** START **

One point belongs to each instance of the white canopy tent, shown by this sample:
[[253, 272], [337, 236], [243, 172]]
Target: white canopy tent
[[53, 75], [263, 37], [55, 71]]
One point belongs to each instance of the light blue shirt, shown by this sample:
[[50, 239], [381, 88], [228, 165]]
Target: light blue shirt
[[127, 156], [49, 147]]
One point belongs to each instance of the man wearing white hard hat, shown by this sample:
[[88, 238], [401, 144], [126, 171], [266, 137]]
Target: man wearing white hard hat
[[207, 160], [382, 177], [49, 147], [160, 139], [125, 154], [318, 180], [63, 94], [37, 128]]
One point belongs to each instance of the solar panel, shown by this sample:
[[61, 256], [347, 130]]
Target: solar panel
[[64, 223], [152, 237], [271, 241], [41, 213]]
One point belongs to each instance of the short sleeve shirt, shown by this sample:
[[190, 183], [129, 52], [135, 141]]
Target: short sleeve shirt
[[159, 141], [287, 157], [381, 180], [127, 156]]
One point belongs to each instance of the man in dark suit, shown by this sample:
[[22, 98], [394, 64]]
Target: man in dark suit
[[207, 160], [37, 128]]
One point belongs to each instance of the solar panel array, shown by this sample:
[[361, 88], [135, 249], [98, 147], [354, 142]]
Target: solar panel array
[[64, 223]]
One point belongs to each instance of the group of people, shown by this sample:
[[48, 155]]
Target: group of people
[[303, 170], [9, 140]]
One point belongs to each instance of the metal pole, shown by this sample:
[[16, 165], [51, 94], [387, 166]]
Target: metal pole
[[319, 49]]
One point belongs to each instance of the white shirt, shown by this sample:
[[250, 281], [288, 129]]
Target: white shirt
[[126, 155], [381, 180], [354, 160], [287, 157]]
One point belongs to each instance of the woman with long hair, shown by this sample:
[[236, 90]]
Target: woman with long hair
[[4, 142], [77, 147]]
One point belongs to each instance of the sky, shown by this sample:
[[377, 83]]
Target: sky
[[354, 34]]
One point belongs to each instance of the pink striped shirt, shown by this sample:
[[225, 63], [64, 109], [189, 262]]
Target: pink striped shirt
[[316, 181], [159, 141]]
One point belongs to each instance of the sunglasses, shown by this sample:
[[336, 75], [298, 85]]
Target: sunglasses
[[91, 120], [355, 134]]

** END **
** START **

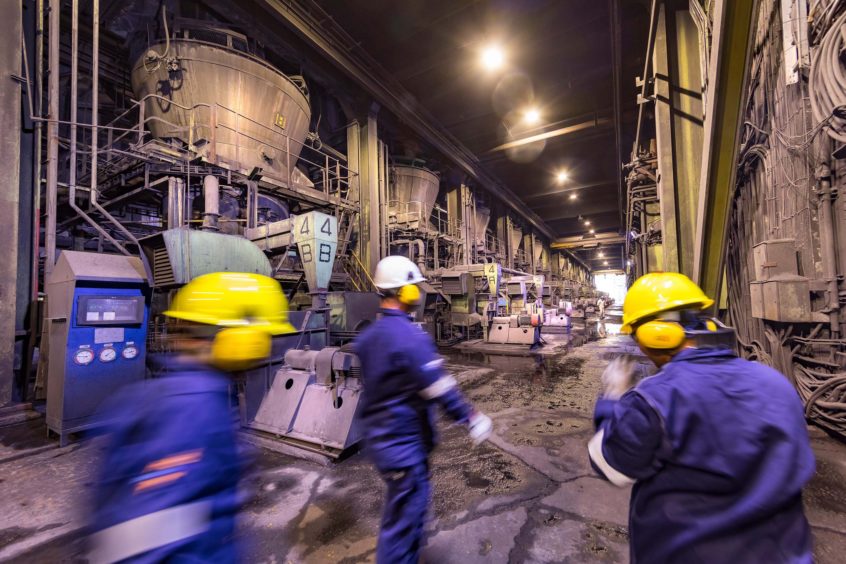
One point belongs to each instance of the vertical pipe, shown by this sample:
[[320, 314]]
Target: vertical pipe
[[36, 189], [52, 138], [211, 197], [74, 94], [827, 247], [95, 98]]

** END **
** START **

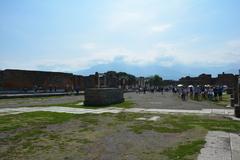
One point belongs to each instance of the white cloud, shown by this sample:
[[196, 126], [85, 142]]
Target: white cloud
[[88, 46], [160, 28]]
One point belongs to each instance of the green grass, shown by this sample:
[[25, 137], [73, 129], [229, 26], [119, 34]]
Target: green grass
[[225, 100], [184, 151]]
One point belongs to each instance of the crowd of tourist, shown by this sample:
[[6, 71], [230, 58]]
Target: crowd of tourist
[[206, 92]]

** END **

▸ **GOAL OF THE EXERCISE**
Copy out the lines from the one with "One point belongs to each instance of the crowd" up to and including the one with "[[206, 92]]", adding 130 to every coordinate in the answer points. Leave the request and its sample points unchanged.

▸ **OUTPUT OF THE EXERCISE**
One point belongs to each instance of the crowd of tourist, shown by this sample:
[[6, 71], [230, 58]]
Target: crowd of tourist
[[336, 222]]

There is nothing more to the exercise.